_Request:_
Reproduce every row below word for word, leaving out the pictures.

_Raw records:_
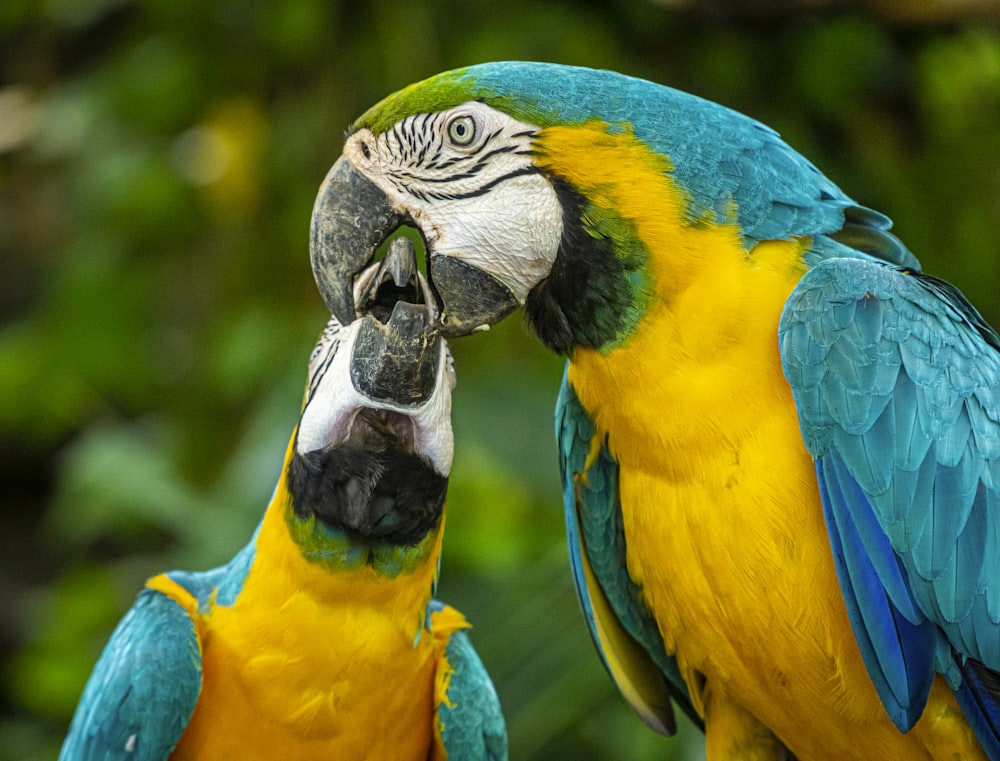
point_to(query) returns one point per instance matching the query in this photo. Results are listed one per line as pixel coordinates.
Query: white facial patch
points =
(333, 402)
(466, 179)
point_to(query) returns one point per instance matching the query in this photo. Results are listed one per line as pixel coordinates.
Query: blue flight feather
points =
(472, 726)
(896, 380)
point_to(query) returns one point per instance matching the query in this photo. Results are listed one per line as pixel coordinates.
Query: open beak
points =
(352, 218)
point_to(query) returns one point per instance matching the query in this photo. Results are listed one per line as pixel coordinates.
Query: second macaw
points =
(320, 639)
(780, 441)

_Task answer:_
point_to(query) returns one point per instance matching the query in this photo. Results are listed one per line as pixel coordinates.
Query: white facial patch
points =
(333, 402)
(466, 179)
point_to(query) returns one point per instance matching the query in this photo. Results are listed one per line as pixel coordinates.
Query: blue flight feather
points =
(472, 726)
(896, 380)
point_to(query) returns one point per instance matching the query in this photo. Results are listed one per line as pixel coordinates.
Query: open beak
points =
(352, 218)
point_to(query) returns one point per instance matching the query in this photo. Results are listed one per line as pixel coordinates.
Query: second macaw
points =
(320, 639)
(780, 441)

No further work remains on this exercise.